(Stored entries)

Segment Open

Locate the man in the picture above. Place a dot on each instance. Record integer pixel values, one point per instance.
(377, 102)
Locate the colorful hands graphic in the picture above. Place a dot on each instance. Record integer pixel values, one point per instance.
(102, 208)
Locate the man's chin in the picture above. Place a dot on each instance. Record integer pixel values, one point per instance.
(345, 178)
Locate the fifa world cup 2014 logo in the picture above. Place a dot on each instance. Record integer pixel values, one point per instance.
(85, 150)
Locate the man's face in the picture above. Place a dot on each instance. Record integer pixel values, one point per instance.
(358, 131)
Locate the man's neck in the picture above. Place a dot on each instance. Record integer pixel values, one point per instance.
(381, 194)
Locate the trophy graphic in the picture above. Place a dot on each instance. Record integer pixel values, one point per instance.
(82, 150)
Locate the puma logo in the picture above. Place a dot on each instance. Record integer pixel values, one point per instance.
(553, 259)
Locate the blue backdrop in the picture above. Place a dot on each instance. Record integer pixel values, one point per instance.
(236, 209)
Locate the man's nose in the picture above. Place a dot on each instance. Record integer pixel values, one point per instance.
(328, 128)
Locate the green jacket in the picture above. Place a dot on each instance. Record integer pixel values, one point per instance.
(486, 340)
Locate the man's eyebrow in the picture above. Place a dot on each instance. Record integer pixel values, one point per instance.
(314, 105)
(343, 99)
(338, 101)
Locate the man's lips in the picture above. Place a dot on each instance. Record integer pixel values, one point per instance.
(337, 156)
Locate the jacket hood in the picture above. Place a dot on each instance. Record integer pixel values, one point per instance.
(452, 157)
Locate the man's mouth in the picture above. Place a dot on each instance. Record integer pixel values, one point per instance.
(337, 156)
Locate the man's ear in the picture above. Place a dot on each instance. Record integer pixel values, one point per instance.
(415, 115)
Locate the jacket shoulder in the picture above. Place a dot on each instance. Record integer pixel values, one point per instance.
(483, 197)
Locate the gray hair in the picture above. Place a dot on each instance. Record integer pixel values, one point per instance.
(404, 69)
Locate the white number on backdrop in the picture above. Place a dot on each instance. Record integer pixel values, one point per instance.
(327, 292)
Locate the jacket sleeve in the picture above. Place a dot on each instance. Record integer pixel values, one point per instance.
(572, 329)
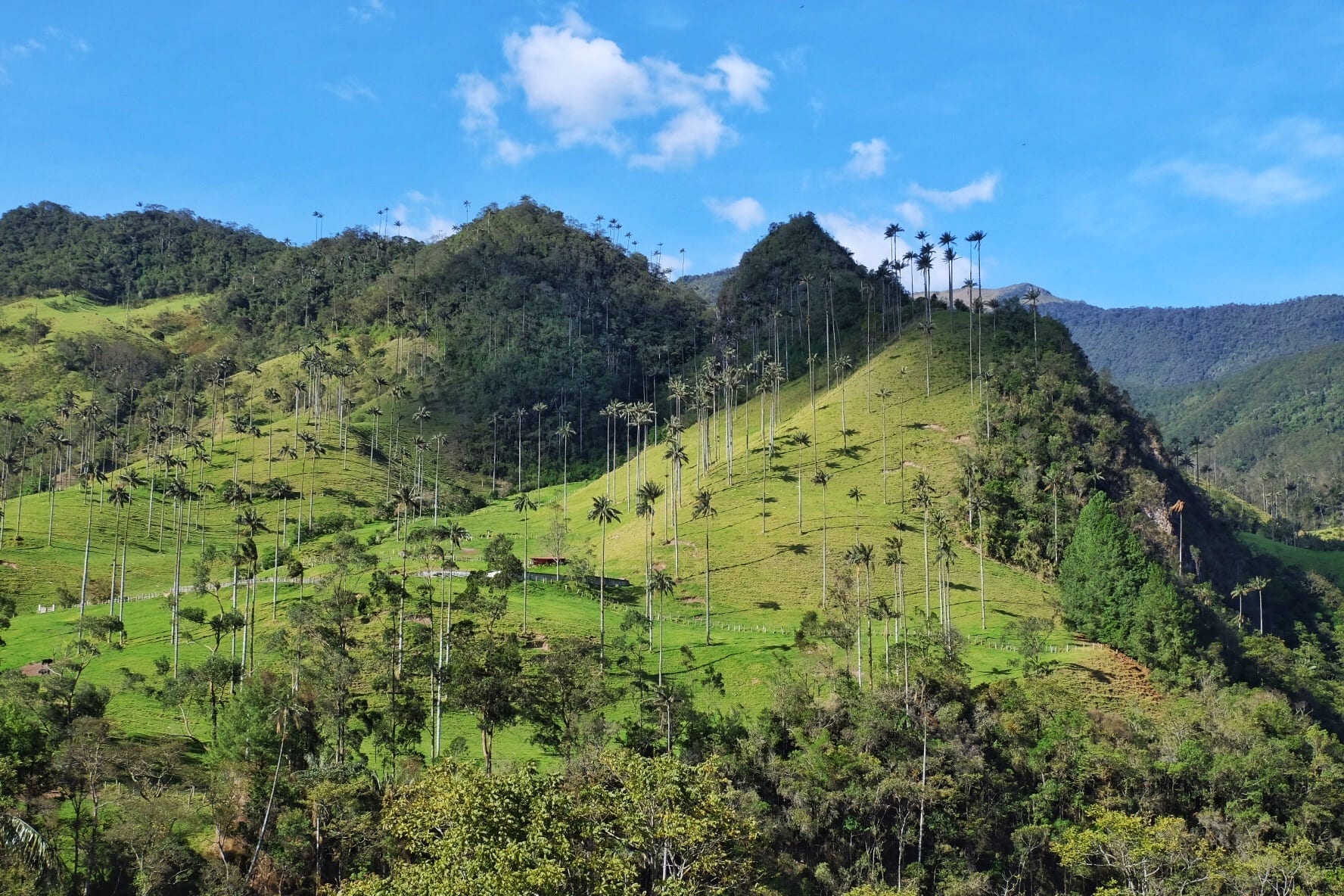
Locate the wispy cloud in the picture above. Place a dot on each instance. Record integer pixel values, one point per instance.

Segment Closed

◆ Assigned task ◆
Because pictures are not wanted, give every entry above again exactly without them.

◆ Exercise result ◆
Locate the man in the picture above. Place a dot on each instance. Record integer pixel values, one point per instance.
(377, 102)
Locate the colorful hands graphic in the picture above. Place a dot on each instance. Record integer pixel values, one point per instance.
(102, 208)
Locate the man's chin in the picture above. Place a dot on each instance. Record integer pixel values, one point per instance.
(345, 178)
Locate the fifa world cup 2014 logo in the picture above. Place a dot on each instance. Record integer pixel values, one point per instance.
(85, 150)
Locate the man's face in the picture above. Place a dot on each instance. Record integer pixel values, one point per instance.
(358, 131)
Locate the man's neck in the picture above. Place a dot on each instance. Record integer pixel values, one point per instance.
(381, 194)
Locate the trophy graphic in the picture above. Place a dot on each instance. Record integer pixel values, one point per instance.
(82, 150)
Locate the puma logo in the picture above. Place a dot on each instance. Record integer pixel values, one point per instance.
(553, 259)
Locate the blue backdrop in the picture above. Place a dot on each instance. Record integer pixel values, one point per instance.
(236, 209)
Locate the man's nose in the picture above. Place a dot on each instance. Record integer pixel values, one point per instance.
(328, 128)
Locate the green jacket in the picture above. Place a dot on each instance. Record integer pixel values, one point per instance.
(486, 340)
Locate the man's eyebrow in the picture above. Place a dot on each instance. Record integer pixel values, one point per instance.
(314, 105)
(343, 99)
(338, 101)
Locate the man's lips in the picture above. Place a dot on each instance. Record integer pixel values, one point per instance.
(337, 156)
Locate the jacket hood in the picture above. Place a dot on each instance. Record integer pixel values, one point per instance.
(452, 157)
Locate the man's mouth in the picture above. Place a dot on each instance. Record integer pixel values, one point per instance.
(337, 156)
Locate the man's ear in the picture above. Place a dot on each instance. Record integer pixel values, one point per instance.
(415, 115)
Locate the jacket shoulder in the picture above. Place a dot on each instance. Record integer pixel values, one point per instance.
(483, 197)
Locate the gray hair in the picture above. Place a dot on each instance. Record integer pixel values, one point per instance.
(404, 69)
Locate the white number on backdrop in the picture above. Place a dot on each instance. Record integer pixel values, one point per instance.
(327, 292)
Locate the jacket sleeve in the picture above. Place a dot on each instance. Record integer pixel values, one point per instance.
(572, 329)
Locate the wispy cloud in the picture above. Place a dot on each instance. Record integer pixel values, one point per instance.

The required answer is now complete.